* begin *

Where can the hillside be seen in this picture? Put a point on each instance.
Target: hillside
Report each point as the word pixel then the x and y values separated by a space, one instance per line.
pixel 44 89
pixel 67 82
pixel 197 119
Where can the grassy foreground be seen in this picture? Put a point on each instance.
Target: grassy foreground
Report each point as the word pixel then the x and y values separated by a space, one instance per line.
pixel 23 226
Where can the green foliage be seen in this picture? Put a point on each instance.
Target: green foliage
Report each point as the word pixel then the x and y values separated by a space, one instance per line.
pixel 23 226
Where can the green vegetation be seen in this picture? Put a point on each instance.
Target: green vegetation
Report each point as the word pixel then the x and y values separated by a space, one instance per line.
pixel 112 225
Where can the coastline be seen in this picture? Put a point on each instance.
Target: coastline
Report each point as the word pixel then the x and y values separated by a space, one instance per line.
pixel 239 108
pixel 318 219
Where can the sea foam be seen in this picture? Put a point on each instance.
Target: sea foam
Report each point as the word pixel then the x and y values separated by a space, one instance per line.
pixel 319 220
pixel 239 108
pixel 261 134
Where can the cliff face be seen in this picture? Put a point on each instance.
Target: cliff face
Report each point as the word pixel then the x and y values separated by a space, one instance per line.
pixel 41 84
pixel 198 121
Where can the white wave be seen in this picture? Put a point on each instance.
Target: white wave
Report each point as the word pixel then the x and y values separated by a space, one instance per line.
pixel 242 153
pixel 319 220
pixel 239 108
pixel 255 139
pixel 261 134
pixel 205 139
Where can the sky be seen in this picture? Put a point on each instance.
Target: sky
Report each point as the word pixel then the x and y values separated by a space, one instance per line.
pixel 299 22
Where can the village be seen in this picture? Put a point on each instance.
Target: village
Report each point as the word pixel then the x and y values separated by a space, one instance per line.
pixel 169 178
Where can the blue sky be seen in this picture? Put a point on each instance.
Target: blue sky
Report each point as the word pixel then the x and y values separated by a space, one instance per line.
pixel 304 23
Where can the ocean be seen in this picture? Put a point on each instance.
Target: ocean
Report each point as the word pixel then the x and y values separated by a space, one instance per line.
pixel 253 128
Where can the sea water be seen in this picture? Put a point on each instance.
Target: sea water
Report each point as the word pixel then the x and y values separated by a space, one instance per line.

* end *

→ **WORK TO BE COMPLETED**:
Write out word for word the lines of the material above, starting with the line that contains "Where can the village" and going on through the last line.

→ **ANSWER TO THIS TASK**:
Where can the village be seen in this picture? Put a point on each instance.
Target: village
Report each point as the word pixel then the x and y values separated by a space, one instance per line.
pixel 169 178
Where can the blue sky be seen in this picture? Put a point on each instance.
Target: blue sky
Report each point as the word pixel then the x and y values separated by a space, one instance per line.
pixel 304 23
Where can the ocean be seen in this picture? Put a point on each instance.
Target: ocean
Report each point as the word pixel then the x and y values separated by a space, one instance per line.
pixel 253 128
Where can the sea water be seen in this picture? Put a point on each instance.
Target: sea water
Report each point as the word pixel then the x and y values separated by a space, one instance per line.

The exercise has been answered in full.